In the records below, tally every line containing "coordinate". Report only the total.

(Stored data Opens)

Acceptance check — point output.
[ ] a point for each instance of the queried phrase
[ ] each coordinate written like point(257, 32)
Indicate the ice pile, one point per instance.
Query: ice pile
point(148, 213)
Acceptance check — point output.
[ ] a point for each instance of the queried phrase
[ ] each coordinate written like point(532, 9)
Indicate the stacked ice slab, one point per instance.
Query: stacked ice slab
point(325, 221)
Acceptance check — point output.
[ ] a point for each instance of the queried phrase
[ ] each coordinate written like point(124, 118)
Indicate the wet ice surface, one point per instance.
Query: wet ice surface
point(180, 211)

(Stored data Closes)

Solution below →
3